- [Consegna A] Riduci a un elenco puntato il paragrafo dell'estratto sulla morte di Piero Perulli che inizia con "Piero, fondatore della band Cosmica". Mantieni i fatti principali.
- [Consegna B] Nell'estratto sulla morte di Piero Perulli, rinomina "familiari" in "parenti" nel tratto da "La decisione di" fino a "senza cure adeguate.". Riporta il tratto per intero.
- [Consegna C] Prosegui l'estratto sulla morte di Piero Perulli dal punto in cui termina.

- [Estratto]

□ □ □ □ □

Lecce - A tre mesi dalla morte di Piero Perulli, 48 anni, musicista leccese e figura storica del rock salentino, la famiglia ha presentato formale richiesta di riesumazione della salma. L’obiettivo è chiaro: accertare se errori o negligenze mediche possano aver contribuito a un epilogo che ancora oggi lascia aperti molti interrogativi.
Piero, fondatore della band Cosmica e proprietario dello storico pub Devil’s Cave, è morto il 16 settembre presso il Dea di Lecce, dopo un calvario ospedaliero che ha sollevato numerosi dubbi tra i suoi cari. I familiari sostengono che, oltre alla malattia, le condizioni di salute del cantante sarebbero state aggravate da anestesie praticate in pochi giorni su un corpo già debilitato. In pochi giorni, contestano i familiari, Piero è stato sottoposto a tre anestesie generali che potrebbero aver avuto un impatto devastante sulle sue condizioni.
La decisione di richiedere la riesumazione del corpo si accompagna alla presentazione di un esposto-querela in procura, nel quale i familiari ricostruiscono dettagliatamente i giorni che hanno preceduto la morte del cantante. Secondo quanto riportato dai familiari, il calvario di Piero sarebbe iniziato alla fine di agosto, con un primo ricovero all’ospedale di Gallipoli per sospetta meningite. I familiari lamentano che in quell’occasione il musicista sarebbe stato lasciato in isolamento per oltre tre giorni senza cure adeguate.

□ □ □ □ □

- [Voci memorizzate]

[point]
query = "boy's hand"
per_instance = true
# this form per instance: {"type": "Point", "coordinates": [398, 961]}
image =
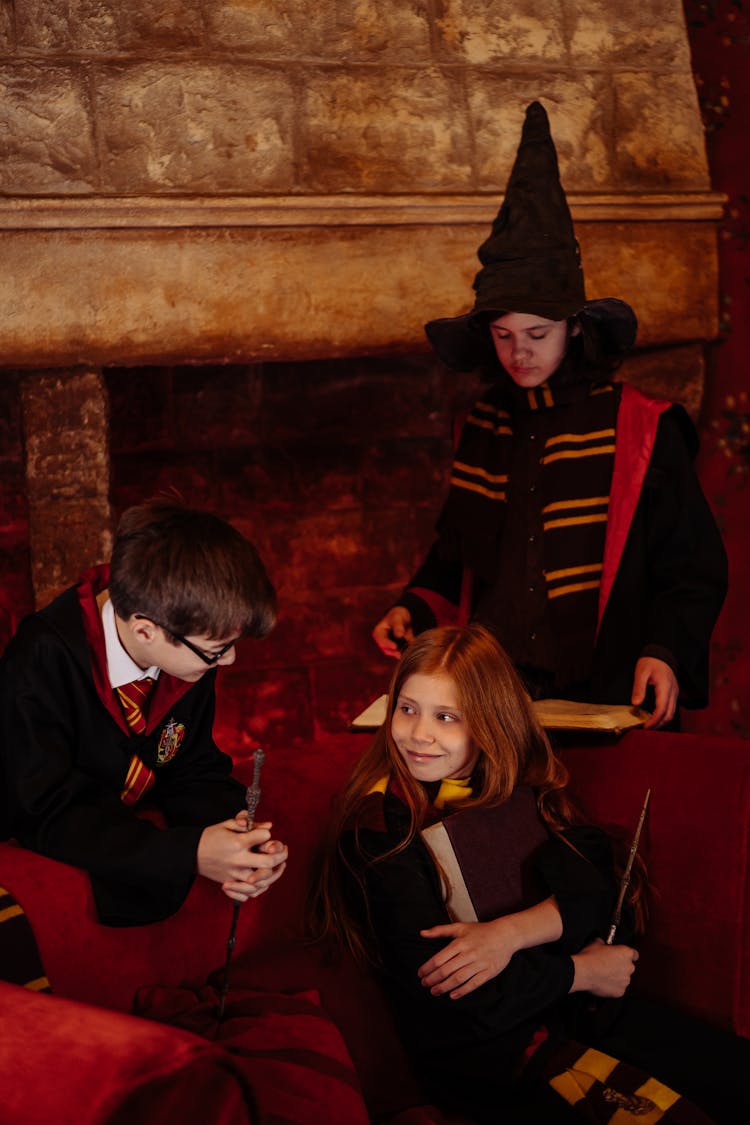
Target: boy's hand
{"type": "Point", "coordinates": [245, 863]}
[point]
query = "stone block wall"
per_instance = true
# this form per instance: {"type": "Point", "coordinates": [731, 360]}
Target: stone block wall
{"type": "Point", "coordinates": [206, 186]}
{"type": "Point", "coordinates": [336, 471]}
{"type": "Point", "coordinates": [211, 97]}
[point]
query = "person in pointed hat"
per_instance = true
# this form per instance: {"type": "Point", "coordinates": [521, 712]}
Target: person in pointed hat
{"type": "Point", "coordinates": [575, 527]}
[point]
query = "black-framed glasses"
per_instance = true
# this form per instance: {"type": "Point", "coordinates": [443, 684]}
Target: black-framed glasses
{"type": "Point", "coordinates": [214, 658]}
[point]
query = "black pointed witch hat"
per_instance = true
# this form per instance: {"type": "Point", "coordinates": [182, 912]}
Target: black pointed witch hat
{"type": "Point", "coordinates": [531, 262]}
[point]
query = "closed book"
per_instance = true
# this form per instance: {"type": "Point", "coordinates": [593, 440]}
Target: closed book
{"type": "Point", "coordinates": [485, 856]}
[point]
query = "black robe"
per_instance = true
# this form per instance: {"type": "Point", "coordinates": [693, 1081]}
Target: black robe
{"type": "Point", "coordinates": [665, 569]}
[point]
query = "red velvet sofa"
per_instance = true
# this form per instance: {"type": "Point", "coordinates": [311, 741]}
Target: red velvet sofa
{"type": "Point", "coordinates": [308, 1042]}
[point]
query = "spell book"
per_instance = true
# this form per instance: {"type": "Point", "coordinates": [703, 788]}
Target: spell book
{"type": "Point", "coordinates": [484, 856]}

□ □ □ □ □

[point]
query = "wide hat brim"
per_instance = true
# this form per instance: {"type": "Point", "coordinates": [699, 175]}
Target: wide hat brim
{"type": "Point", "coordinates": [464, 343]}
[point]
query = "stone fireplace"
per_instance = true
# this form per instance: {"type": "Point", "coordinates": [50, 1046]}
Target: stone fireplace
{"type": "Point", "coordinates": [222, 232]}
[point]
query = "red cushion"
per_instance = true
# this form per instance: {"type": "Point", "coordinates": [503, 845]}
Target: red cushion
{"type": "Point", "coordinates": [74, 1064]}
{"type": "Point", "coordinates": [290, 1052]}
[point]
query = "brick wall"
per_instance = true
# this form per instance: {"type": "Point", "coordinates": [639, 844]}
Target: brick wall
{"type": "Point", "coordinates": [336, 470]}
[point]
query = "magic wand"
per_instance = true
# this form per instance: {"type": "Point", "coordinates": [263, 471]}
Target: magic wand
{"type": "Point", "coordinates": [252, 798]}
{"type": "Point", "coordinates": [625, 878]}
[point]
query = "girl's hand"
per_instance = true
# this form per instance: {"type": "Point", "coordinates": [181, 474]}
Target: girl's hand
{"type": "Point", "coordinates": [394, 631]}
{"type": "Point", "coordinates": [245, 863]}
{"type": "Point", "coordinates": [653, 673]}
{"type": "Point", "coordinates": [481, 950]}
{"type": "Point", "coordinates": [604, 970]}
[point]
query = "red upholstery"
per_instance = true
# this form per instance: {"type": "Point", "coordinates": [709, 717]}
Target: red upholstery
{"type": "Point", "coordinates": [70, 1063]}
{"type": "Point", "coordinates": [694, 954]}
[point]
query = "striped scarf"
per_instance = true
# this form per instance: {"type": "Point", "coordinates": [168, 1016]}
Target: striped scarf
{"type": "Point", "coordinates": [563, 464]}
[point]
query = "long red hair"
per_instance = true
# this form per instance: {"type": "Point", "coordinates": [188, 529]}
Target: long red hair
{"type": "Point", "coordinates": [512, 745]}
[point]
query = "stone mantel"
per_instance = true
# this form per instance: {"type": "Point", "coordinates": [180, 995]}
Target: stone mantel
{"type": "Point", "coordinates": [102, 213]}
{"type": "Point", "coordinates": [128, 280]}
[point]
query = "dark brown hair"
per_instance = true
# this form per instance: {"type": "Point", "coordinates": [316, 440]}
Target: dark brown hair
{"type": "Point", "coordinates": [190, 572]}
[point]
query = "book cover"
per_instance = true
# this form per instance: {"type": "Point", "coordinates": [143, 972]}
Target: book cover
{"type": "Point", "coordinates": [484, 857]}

□ □ □ □ □

- [Risposta A]
- Piero aveva fondato la band Cosmica ed era proprietario dello storico pub Devil's Cave.
- È morto il 16 settembre presso il Dea di Lecce, dopo un calvario ospedaliero che ha sollevato numerosi dubbi tra i suoi cari.
- Secondo i familiari, oltre alla malattia, le sue condizioni sarebbero state aggravate da anestesie praticate in pochi giorni su un corpo già debilitato.
- In pochi giorni è stato sottoposto a tre anestesie generali, che potrebbero aver avuto un impatto devastante sulle sue condizioni.

- [Risposta B]
La decisione di richiedere la riesumazione del corpo si accompagna alla presentazione di un esposto-querela in procura, nel quale i parenti ricostruiscono dettagliatamente i giorni che hanno preceduto la morte del cantante. Secondo quanto riportato dai parenti, il calvario di Piero sarebbe iniziato alla fine di agosto, con un primo ricovero all’ospedale di Gallipoli per sospetta meningite. I parenti lamentano che in quell’occasione il musicista sarebbe stato lasciato in isolamento per oltre tre giorni senza cure adeguate.

- [Risposta C]
Inoltre, il prelievo di midollo eseguito durante quel ricovero non sarebbe stato conservato correttamente, rendendo necessario un secondo intervento sotto anestesia generale che avrebbe confermato la diagnosi di meningite. Dopo una breve dimissione il 4 settembre, le condizioni di Piero sono peggiorate rapidamente, portandolo a un nuovo ricovero al Fazzi di Lecce, dove gli sono stati praticati ulteriori accertamenti, risonanze magnetiche e una terza anestesia. Quest’ultima, eseguita il 16 settembre per un’angiotac, si è rivelata fatale: Piero non si è mai più risvegliato. Le sorelle del cantante chiedono di capire se siano stati seguiti protocolli diagnostici adeguati e se le anestesie ripetute abbiano contribuito al peggioramento delle sue condizioni. La riesumazione della salma e l’autopsia richiesta dalla famiglia puntano a verificare eventuali errori nella somministrazione di farmaci o nella gestione complessiva del caso clinico.